Can you write out all the lines word for word, with no pictures?

Object position labeling entries
══════════
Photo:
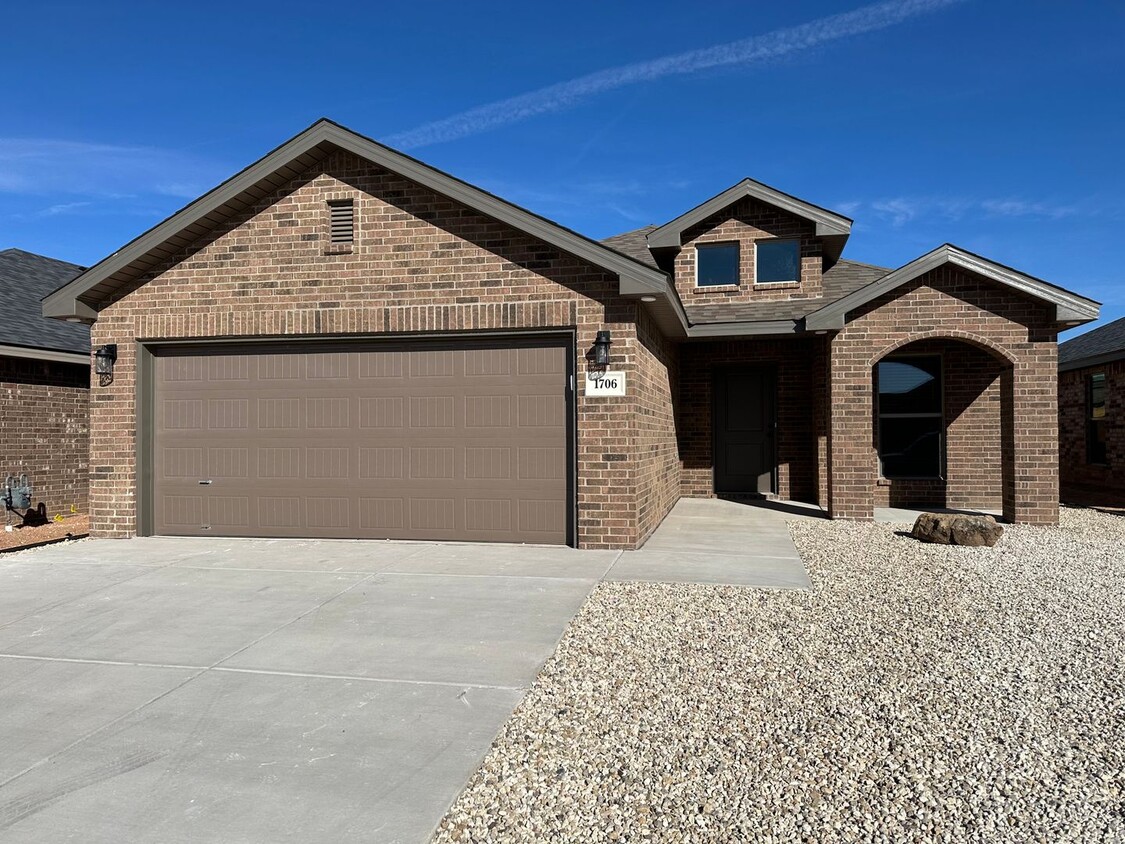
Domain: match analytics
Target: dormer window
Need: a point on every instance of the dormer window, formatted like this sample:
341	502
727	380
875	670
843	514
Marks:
716	263
776	262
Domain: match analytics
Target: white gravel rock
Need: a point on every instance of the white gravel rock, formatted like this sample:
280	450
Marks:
918	692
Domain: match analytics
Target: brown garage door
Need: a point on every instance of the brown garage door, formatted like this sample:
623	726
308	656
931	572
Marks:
462	441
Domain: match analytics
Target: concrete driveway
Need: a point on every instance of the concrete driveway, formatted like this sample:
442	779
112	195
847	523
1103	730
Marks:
210	690
187	690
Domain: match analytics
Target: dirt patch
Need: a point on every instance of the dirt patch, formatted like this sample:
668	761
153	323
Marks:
74	526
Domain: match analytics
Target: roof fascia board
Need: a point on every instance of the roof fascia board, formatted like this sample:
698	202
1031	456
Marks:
1069	306
744	329
65	302
55	357
1094	360
671	234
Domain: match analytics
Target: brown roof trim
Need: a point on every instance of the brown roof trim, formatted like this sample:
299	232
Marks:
80	298
1070	307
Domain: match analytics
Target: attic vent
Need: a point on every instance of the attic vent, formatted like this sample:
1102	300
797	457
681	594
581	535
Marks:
341	221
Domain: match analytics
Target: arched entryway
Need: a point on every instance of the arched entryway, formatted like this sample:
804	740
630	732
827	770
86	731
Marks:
942	425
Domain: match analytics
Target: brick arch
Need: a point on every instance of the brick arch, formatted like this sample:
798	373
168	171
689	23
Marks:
966	337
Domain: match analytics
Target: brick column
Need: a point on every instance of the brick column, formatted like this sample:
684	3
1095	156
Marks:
852	456
1031	439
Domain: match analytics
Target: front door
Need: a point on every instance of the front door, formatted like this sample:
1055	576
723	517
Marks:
745	454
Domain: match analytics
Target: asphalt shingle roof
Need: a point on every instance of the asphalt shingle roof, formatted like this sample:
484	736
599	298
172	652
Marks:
633	244
25	279
1107	340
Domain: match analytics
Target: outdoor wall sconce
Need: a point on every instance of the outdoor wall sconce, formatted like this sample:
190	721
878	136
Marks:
602	344
104	359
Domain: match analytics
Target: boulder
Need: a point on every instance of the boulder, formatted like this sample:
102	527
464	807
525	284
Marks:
956	529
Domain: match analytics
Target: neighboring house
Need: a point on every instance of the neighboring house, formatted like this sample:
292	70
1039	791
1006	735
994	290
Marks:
1091	410
44	385
342	341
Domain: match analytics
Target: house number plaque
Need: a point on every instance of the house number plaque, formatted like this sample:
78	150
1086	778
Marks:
605	384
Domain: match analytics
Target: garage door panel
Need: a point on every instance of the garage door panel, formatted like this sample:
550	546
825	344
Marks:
387	442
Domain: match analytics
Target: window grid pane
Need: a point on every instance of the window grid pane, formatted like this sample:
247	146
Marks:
717	265
776	261
1096	451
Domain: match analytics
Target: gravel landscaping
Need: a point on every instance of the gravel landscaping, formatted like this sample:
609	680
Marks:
917	693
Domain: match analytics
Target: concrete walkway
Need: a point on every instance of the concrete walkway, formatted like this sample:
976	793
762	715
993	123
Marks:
709	540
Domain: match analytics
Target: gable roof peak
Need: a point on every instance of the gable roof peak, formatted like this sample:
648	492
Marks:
831	227
82	297
1069	306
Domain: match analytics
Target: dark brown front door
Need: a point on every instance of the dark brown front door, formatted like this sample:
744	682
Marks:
457	441
745	454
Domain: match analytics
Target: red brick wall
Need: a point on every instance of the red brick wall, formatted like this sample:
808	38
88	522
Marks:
655	447
746	222
947	303
1073	467
793	360
420	263
44	430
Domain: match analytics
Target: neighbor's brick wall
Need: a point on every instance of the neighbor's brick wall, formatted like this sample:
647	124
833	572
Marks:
793	360
745	222
1073	467
971	405
420	263
44	430
950	303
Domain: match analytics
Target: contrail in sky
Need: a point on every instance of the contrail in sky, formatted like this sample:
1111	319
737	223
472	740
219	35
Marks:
747	51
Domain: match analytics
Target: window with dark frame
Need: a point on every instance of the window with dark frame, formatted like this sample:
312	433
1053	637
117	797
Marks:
1096	419
911	429
716	263
341	221
776	261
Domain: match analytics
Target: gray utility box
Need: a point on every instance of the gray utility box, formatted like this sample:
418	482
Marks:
17	493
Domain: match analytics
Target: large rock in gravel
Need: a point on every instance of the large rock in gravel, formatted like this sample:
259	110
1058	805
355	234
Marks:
956	529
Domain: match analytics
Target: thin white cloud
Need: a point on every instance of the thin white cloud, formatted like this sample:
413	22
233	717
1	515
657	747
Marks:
1024	208
107	171
54	211
900	211
747	51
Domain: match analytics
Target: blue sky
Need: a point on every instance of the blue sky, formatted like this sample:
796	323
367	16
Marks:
998	126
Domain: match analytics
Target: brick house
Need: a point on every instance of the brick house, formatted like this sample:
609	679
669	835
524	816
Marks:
342	341
44	385
1091	413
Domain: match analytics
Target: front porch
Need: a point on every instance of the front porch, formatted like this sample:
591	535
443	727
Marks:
930	423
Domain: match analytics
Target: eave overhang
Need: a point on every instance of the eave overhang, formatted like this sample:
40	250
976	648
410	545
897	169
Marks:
1069	307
══════════
# ANSWER TO THE EXERCISE
Photo:
Domain: match analytics
Target: dormer window
Need: a point on every instance of the dormer window, formatted like this sample:
341	502
727	380
875	670
843	514
Marks:
716	263
776	262
Domain: match analytics
Target: white gravel rock
Need: a point on every instance of the white gravel rock, formatted like this sample:
280	450
Marks:
918	692
Domain: match analytics
Target: brown garage door
Need: a point on every instance of the brown garage door, formatted like this sample:
623	726
308	656
931	572
Marks:
462	441
Domain: match analytics
Target: concrete driveway
Need: a point on every instance of the concrete driveway, formatted like this sample:
442	779
112	195
847	523
1103	730
Marks:
210	690
187	690
Domain: match analytics
Target: dirt patch
Need: a point on every instance of the dirt patch, formatted like this sample:
668	761
153	323
Marks:
74	526
Domain: match analytics
Target: roof fascia board
Need: a point on every instance of the roof fascia board, formatted like this sample:
698	202
1031	456
Marks:
1069	306
744	329
65	302
55	357
1094	360
671	234
Domain: match analytics
Target: brown roof trim
Need: a point on every instance of the brown roof trim, formatted like this sample:
299	232
Marks:
80	298
1070	307
Domain: match analytics
Target: attic vent
Need: a point on every instance of the attic vent, formatted like this sample:
1102	300
797	457
681	594
581	535
Marks:
341	221
Domain: match analytics
Target: arched entryway
Need: a point on every instance of the arched entryway, formatted like this sample:
804	740
630	732
827	770
86	731
Marks:
942	425
Domain: match analytics
Target: brick arch
Need: a point on every instance of the brick arch, formatted like this sample:
798	373
168	171
689	23
Marks:
966	337
Domain: match analytics
Target: brick column
Need: a point on every instance of the brick column, formatted like this sample:
684	3
1095	156
Marks:
852	456
1031	439
Domain: match analytics
Target: front door
Need: a point on every instance of the front door, formatted like this sample:
1055	576
723	517
Marks:
745	454
Domain: match analytics
Target: asphalt shingle roof
Need: a point on every instance of the asphalt shingle roof, formatted like this sample:
484	736
599	298
172	652
Marks:
633	244
25	279
1107	340
Domain: match analytics
Target: outdoor wall sconce
Need: a point on every instance of the outdoor wall sconce, formatted like this sample:
190	721
878	136
Marks:
602	344
104	359
Domain: match analytics
Target: boulder
Need: a point on every instance of the boulder, formatted like this sample:
102	527
464	807
525	284
Marks:
956	529
Domain: match analytics
Target: neighboring house
Need: a point on every instance of the neighboring house, formatted like this sample:
292	70
1039	791
1006	735
994	290
Marks:
1091	410
44	385
342	341
Domain: match analytics
Target: house number plaque
Need: a point on every instance of the house number plaque, formatted like this sample:
78	150
1086	778
Marks:
605	384
Domain: match analytics
Target: garage door panel
Need: a point on every instance of the garage door panel, formatted like this sample:
550	546
825	344
Marks:
387	442
Domain: match analytics
Target: window grid pane
Need: a point on every instance of the window grid pane, formatted like this sample:
247	146
Marks:
717	265
776	261
1096	451
Domain: match analytics
Target: gravel landscaping
Need: a point on every instance of the gravel landscaping, formatted like this sample:
609	680
Marks:
917	693
Domain: match analytics
Target: concrete walkway
Need: a point on every instance of the concrete walkway, formatted like this sample:
976	793
762	715
993	123
Marks:
709	540
Domain: match analytics
Target: gable roof peak
Need: a point on every instance of the gable roof peak, formatted like this sample:
648	492
Marks:
831	227
82	297
1069	306
Domain: match analytics
Target: dark brown front door
Need: a point on every instance of the dark brown front door, formatted like this sample:
744	682
Marks:
457	441
745	454
Domain: match analytics
Target: red brick wall
Need: a point on every instance of the red brick wall, formatted like this sample:
808	38
88	522
Marks:
655	447
746	222
947	303
1073	467
793	360
420	263
44	430
Domain: match analytics
Target: neighbor's brick wall
Need: a point on every instance of the neighbor's brick wall, formatted like this sample:
647	124
833	572
Marks:
793	360
745	222
1073	467
971	405
420	263
44	430
950	303
Domain: match analytics
Target: contrail in sky
Need: a point on every instance of the contrail in sky, formatted like this sample:
1111	319
737	223
472	740
219	35
Marks:
747	51
Domain: match analytics
Target: window with dark frame
Need: a point on every instance of the window with dark frame, formatted like this sample:
312	433
1053	637
117	797
Marks:
1096	419
911	429
716	263
341	221
776	261
Domain: match analytics
Target: gray utility box
Need: a point on every instance of the gray utility box, formatted like this sample:
418	482
Marks:
17	493
Domain: match analytics
Target: large rock in gravel
Need: a point on every instance of the large rock in gravel, formatted like this sample:
259	110
1058	805
355	234
Marks:
956	529
Domain: match analytics
Target: thin white cloud
Need: a point on every instance of the thin white cloud, formatted like this sample:
413	22
233	717
1	515
657	747
Marks:
1024	208
107	171
54	211
900	211
747	51
Domain: match analytics
Target: blue sky
Need: a point on every instance of the blue sky, formatted like this sample:
796	323
367	16
Marks:
998	126
Domain: match analytics
Target: brick house
Need: a point on every instance of the brick house, formatted like this sample:
609	679
669	835
524	816
Marks:
342	341
44	385
1091	413
Domain: match analytics
Target: front porch
Need: a point on every instance of the front porch, formatted like this sample:
591	535
443	727
Marks:
930	423
Domain: match analytics
Target: eave overhang
Need: a point on every instance of the eave overhang, formatted like this sample:
40	250
976	648
410	545
897	169
Marks:
1069	307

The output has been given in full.